Please return the part of the St. Louis pizza post starting with "What is it about" and going on through "and black olives.", copied word for word.

● **Excerpt provided**:
** begin **
George’s Pizza has closed.
As if the world really needed another style of pizza, I started to hear about the St. Louis variety upon moving to Missouri three years ago. I don’t get really excited about specific pizza styles, probably because of my experience with the Chicago deep-dish stuff. Seriously, I think it’s rather gross, like an overpriced cheese brick. And it’s not even as prevalent as Chicagoans and television shows would lead you to believe; the vast majority of neighborhood pizza places serve really lame, standard fare. In fact, I would venture to say that Chicago overall is a lousy pizza town.
Anyhow, who knew St. Louis had its own style? And that it is so incredibly weird? People who read this blog probably know more about St. Louis pizza than I do, but for those who don’t, here’s an overview:
It has a thin, crackery crust, sparse use of sauce, and is topped with something called provel cheese–a creamy, processed mixture of provolone, swiss, and cheddar, kind of like a white velveeta. It is often cut into squares rather than triangles.
One of the most loyal and helpful commenters to this blog is JH, and he (I’m assuming it’s a “he”) recommended Georges Pizza to me not once, but twice. I dutifully visited a couple months back and ordered the lunch special with his recommended mix of provel and mozzarella. It’s a nice deal at $6.95. The special came with a tepid little salad accompanied by these weird homemade croutons.
What is it about pizza parlour salads? Do they not understand fresh vegetables?
Seriously, it’s like these places try to make the salad as much like a pizza as possible. This one, as you can see, has cheese, pepperoni and black olives.
George’s is interesting because it is owned and operated entirely by Asians. And the place has a locomotive theme. Train memorabilia decorates the joint and a track runs along the perimeter of the ceiling, though I saw no little train car up there.
** end **
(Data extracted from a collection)
** begin **
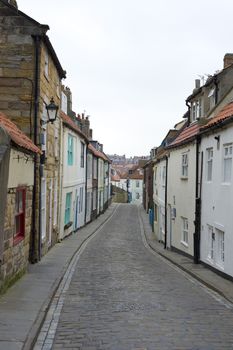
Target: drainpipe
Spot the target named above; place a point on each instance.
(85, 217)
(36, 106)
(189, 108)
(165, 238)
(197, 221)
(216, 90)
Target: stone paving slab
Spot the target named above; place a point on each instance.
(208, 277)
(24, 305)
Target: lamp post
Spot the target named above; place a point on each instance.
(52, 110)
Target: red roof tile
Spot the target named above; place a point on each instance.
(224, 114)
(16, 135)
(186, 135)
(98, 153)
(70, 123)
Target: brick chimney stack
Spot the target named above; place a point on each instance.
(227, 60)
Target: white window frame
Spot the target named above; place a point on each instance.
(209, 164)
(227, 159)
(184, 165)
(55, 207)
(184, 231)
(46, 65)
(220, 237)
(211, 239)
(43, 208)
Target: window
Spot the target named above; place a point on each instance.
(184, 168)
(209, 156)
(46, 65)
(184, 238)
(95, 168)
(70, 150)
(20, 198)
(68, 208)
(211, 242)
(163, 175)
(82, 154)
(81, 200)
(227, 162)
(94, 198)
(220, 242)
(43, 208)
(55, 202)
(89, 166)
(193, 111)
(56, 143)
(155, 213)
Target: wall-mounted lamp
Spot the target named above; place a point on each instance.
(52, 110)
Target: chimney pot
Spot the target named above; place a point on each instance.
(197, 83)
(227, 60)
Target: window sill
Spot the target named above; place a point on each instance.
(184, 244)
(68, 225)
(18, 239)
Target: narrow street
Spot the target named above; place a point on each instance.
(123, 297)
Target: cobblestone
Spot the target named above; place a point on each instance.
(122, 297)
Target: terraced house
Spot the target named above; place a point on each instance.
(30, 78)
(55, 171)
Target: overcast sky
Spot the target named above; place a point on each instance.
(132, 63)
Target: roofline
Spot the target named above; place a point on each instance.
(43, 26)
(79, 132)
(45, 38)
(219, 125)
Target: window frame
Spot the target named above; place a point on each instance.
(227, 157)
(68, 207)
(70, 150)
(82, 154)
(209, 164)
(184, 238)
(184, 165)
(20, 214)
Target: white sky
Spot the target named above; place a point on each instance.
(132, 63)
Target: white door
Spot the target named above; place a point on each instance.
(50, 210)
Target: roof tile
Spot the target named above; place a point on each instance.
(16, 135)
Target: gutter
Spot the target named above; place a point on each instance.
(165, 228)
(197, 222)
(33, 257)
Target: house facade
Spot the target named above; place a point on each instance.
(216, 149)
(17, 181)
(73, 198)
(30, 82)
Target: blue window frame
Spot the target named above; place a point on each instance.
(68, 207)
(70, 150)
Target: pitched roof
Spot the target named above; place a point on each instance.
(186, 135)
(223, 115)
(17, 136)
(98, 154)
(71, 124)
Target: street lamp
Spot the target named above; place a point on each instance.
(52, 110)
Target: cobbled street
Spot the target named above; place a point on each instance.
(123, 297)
** end **
** begin **
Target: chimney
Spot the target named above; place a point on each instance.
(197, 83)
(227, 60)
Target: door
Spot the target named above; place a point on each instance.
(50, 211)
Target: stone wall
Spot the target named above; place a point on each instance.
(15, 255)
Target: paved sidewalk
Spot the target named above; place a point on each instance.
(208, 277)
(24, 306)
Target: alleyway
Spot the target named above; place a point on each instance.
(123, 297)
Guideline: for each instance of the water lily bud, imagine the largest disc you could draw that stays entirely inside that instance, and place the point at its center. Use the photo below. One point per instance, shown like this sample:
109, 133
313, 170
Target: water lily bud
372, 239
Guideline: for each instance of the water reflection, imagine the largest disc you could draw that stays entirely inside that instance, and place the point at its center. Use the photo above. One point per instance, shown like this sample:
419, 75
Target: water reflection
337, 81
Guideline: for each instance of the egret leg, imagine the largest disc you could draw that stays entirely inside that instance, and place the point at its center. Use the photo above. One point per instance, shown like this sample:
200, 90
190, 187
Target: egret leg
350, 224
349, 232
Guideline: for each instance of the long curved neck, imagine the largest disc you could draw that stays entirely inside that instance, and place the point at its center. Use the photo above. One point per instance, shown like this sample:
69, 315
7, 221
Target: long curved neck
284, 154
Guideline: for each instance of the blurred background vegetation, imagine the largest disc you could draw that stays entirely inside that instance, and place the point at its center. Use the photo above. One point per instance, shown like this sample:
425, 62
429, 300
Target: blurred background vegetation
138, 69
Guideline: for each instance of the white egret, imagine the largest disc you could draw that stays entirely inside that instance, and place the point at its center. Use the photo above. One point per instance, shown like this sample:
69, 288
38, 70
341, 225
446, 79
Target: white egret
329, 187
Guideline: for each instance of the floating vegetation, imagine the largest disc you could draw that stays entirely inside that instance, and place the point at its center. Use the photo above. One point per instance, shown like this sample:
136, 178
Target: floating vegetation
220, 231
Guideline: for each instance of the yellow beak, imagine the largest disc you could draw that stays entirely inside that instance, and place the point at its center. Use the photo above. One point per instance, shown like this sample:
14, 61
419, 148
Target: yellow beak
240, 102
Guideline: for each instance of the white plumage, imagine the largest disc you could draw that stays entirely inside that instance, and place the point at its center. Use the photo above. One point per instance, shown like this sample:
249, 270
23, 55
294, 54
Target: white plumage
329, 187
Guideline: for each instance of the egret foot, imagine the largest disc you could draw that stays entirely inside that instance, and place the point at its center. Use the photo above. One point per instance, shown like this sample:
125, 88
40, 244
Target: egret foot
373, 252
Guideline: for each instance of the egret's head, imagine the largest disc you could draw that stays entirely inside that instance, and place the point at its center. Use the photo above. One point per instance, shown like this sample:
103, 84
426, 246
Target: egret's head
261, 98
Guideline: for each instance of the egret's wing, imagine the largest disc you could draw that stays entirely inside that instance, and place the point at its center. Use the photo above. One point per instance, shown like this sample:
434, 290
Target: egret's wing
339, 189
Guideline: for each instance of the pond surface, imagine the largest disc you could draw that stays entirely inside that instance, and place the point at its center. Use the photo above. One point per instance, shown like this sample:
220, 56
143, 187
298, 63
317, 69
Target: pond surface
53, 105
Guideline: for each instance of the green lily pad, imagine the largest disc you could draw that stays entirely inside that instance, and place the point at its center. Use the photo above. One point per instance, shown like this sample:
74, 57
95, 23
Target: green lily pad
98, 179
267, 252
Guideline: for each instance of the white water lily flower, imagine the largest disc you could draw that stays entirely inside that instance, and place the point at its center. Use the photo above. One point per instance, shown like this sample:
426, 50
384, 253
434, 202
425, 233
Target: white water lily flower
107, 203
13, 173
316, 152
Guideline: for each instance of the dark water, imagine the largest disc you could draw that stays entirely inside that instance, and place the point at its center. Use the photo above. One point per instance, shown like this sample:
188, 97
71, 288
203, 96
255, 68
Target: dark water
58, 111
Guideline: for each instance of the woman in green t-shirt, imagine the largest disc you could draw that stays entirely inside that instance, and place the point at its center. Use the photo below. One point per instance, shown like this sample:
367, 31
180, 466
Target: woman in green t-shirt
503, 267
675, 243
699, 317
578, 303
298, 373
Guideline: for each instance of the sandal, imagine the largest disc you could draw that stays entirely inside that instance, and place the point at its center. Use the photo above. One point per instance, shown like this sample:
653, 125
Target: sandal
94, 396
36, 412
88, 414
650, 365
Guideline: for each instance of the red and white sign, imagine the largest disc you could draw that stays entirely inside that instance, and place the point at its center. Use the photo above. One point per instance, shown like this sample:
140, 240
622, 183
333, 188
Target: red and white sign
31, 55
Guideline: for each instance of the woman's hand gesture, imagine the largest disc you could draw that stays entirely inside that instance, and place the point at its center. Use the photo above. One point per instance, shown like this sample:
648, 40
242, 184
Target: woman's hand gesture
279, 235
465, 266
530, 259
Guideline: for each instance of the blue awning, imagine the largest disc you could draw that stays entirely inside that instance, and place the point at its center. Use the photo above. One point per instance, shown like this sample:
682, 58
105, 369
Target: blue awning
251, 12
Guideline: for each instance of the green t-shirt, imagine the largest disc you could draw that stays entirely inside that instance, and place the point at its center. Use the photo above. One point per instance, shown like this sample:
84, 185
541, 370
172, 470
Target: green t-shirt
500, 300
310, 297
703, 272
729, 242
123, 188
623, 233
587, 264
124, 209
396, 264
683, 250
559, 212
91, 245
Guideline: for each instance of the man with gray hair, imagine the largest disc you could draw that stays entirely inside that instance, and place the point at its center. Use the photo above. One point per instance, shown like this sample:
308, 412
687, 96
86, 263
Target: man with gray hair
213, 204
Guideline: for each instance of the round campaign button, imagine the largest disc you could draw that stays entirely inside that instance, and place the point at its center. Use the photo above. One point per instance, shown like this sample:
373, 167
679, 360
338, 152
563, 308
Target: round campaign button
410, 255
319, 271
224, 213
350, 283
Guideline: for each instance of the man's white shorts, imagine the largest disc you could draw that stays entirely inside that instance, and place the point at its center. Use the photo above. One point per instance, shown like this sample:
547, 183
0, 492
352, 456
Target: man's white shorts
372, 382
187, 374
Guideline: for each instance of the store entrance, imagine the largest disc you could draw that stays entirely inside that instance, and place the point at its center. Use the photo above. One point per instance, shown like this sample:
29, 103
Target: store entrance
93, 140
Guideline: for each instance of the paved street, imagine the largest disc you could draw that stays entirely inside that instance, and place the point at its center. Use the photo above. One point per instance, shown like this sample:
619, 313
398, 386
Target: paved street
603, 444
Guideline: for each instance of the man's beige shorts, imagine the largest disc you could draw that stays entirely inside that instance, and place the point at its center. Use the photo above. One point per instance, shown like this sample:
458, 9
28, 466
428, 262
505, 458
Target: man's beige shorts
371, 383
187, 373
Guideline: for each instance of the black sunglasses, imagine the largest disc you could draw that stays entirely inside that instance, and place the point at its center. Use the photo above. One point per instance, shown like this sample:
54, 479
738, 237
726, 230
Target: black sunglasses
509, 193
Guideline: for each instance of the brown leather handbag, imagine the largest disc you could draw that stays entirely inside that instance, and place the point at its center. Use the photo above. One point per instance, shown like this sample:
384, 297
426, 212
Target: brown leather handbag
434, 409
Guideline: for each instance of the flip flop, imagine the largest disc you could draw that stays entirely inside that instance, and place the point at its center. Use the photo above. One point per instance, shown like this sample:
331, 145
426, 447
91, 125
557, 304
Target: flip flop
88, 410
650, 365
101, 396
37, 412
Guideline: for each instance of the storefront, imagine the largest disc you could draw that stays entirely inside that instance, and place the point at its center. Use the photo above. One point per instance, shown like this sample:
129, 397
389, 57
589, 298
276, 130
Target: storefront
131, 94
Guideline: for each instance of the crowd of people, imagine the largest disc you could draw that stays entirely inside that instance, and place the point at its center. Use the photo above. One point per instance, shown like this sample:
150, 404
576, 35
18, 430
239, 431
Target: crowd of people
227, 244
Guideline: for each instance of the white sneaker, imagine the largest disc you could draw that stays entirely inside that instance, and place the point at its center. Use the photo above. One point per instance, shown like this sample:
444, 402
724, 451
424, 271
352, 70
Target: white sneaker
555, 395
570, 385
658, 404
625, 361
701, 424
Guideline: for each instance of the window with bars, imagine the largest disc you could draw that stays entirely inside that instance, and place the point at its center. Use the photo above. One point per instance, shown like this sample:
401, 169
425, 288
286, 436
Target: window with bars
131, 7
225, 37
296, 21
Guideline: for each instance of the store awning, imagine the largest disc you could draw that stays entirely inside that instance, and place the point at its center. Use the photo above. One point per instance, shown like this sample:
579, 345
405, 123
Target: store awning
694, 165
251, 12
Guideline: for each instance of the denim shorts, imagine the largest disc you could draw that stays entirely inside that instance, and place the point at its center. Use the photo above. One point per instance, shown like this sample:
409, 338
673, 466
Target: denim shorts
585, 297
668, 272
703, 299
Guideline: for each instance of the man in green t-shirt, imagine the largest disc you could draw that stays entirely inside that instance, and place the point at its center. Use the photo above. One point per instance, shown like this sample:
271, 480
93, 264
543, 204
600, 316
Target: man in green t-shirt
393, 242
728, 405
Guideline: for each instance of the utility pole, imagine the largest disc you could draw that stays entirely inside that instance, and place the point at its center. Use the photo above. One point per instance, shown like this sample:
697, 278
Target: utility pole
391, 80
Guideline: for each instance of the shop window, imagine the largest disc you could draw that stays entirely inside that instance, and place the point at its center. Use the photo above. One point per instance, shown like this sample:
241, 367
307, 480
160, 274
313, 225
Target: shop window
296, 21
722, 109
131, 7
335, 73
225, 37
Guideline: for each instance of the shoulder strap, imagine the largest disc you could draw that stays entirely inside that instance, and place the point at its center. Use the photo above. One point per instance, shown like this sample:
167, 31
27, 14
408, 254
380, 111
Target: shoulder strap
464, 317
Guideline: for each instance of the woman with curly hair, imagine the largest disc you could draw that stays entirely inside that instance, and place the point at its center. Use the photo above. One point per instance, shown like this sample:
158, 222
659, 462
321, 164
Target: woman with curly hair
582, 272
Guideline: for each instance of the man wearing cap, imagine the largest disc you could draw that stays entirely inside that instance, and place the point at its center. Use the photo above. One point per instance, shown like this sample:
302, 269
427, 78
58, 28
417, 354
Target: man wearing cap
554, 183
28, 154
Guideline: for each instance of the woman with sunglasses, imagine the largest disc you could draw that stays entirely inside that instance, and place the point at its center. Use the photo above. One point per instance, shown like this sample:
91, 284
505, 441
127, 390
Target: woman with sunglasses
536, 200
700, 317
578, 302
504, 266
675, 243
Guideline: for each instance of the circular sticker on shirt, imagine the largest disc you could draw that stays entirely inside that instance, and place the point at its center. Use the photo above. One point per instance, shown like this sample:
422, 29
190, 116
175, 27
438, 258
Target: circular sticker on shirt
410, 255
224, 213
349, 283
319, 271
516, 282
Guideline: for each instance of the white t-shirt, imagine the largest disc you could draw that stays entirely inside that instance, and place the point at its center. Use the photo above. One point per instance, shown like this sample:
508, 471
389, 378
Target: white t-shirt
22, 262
** end **
● **Output for this task**:
What is it about pizza parlour salads? Do they not understand fresh vegetables?
Seriously, it’s like these places try to make the salad as much like a pizza as possible. This one, as you can see, has cheese, pepperoni and black olives.